Passage shown:
____
Vera Doroshenko’s sister Rosanna Shtein

This is my sister Rosanna Shtein that perished during the war. Photo taken in Kiev around 1939. My older sister Rosanna had finished a medical high school before the war and got a job at the Sanitation and Chemistry Scientific Research Institute. When the war began she was recruited to the army. On 5 July 41 she came home to say her good-byes. She was wearing a uniform, had the rank of first lieutenant and worked in the regional hospital. Shortly after 4 o'clock on the next morning (6 July) I went to the hospital. I walked from Podol to Kreschatic - there was a traffic jam on the bridge and I had to climb over them. I finally reached the hospital. It was closed. There was only a sentry inside. I hoped that she would hear and come to the gate. But then all of a sudden her closest friend Lisa Galperina came out. She told me that Rosanna wasn't there any more and that her unit had left an hour before. Rosanna was working under the leadership of professor Alekseyev. They were working for defense, looking for the methods to strengthen the immunity system to resist poisonous materials and they were following the front. So, I didn't see Rosanna. After the war professor Alexeyev visited us in 1947. He was Rosanna's Director. He told us that they were encircled in the vicinity of Lubny and captured by the Germans. In 1942, in February, the Germans brought them to their German hospital in Darnitsa (an area in Kiev - left bank). Alexeyev managed to get an identity card for Rosanna that said that she was Georgian. She did look like a Georgian. That was all information he had about her. My mother wrote 376 letters to various authorities, trying to find Rosanna and the only answer she ever got was "Her name is not on the lists of the lost, missing or those that died from the wounds". Rosanna perished.
____
Exercise data:
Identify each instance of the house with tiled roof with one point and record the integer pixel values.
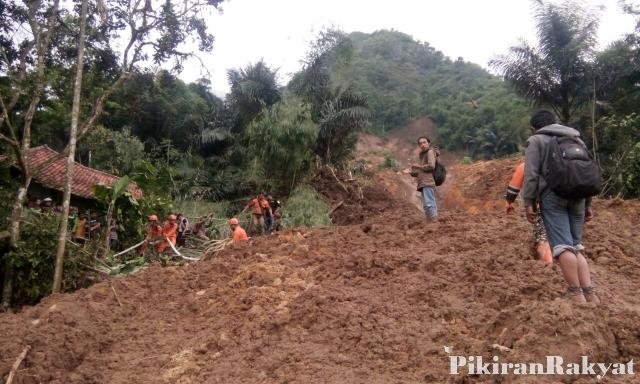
(49, 177)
____
What this task involves:
In the passage about Rosanna Shtein, how many letters did the mother write to authorities while trying to find Rosanna? Answer from the passage about Rosanna Shtein alone.

Written answer:
376 letters.